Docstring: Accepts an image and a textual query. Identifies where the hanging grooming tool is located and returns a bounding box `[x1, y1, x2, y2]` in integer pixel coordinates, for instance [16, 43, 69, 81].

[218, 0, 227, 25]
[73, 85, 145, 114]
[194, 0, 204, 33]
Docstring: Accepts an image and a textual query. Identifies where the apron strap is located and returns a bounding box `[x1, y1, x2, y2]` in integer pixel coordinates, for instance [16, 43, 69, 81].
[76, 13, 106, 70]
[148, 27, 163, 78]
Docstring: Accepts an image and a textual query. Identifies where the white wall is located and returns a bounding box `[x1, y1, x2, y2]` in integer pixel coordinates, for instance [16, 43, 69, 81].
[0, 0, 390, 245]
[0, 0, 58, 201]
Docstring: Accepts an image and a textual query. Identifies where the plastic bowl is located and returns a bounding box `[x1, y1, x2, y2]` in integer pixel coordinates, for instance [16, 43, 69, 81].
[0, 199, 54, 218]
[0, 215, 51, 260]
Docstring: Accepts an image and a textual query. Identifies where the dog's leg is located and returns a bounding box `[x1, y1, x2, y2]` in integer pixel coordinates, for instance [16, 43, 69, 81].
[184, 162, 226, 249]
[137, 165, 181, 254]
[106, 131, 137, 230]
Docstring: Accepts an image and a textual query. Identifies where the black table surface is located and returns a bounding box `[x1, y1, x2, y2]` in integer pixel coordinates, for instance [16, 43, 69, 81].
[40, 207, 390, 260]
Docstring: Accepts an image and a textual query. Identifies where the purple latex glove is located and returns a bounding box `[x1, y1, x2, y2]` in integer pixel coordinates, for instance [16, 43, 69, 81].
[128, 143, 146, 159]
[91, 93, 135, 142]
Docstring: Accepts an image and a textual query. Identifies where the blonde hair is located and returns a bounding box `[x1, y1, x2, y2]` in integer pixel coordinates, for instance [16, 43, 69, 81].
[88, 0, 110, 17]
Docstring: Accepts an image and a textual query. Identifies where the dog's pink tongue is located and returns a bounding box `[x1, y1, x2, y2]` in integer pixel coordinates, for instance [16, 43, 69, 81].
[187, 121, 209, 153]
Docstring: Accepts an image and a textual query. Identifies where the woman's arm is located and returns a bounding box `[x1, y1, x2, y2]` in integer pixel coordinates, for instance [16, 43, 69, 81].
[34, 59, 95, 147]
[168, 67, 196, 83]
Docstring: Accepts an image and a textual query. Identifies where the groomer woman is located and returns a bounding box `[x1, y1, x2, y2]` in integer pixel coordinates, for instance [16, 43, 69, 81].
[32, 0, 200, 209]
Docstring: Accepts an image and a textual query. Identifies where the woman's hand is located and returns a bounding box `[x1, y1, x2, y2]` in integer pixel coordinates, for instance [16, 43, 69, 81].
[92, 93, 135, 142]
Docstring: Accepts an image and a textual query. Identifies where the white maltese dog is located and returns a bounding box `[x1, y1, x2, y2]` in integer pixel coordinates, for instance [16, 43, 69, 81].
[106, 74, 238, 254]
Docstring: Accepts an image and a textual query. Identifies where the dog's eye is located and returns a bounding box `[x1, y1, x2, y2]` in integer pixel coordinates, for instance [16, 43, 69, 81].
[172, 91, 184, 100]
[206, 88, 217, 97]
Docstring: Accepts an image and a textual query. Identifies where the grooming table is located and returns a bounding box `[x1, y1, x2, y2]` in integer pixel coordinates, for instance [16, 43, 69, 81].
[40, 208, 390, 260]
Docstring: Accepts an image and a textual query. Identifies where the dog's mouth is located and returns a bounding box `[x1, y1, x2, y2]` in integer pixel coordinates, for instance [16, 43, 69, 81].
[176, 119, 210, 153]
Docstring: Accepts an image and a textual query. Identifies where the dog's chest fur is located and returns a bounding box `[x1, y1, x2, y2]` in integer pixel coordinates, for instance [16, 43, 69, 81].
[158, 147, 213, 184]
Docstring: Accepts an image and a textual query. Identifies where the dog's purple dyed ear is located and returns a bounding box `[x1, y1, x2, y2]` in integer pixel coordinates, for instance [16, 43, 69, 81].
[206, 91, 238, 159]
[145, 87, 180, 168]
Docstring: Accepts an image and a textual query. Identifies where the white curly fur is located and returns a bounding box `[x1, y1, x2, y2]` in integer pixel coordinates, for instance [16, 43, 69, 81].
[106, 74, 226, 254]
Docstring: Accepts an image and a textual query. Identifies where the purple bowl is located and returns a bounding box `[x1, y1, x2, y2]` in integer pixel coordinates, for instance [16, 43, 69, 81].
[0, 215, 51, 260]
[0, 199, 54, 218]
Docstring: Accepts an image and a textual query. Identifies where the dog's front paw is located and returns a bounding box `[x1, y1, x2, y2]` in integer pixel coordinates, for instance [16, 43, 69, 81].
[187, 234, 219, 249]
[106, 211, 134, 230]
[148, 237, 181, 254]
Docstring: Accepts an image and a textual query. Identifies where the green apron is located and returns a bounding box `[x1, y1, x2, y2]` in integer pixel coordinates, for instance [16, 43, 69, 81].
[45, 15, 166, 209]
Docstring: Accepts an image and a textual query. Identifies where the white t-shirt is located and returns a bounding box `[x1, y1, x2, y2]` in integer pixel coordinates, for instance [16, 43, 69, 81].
****
■ WHAT THE TASK REQUIRES ■
Render the lines above as a numbered list, from the line containing "the dog's front" through the line containing "[148, 237, 181, 254]", both included, with any blank lines omitted.

■ TASK RESULT ■
1. Docstring: Accepts an image and a textual query. Identifies where the dog's front paw is located and returns a bounding box `[x1, y1, x2, y2]` in integer pixel coordinates, for instance [16, 43, 69, 81].
2. [187, 234, 219, 249]
3. [106, 211, 134, 230]
4. [148, 237, 181, 254]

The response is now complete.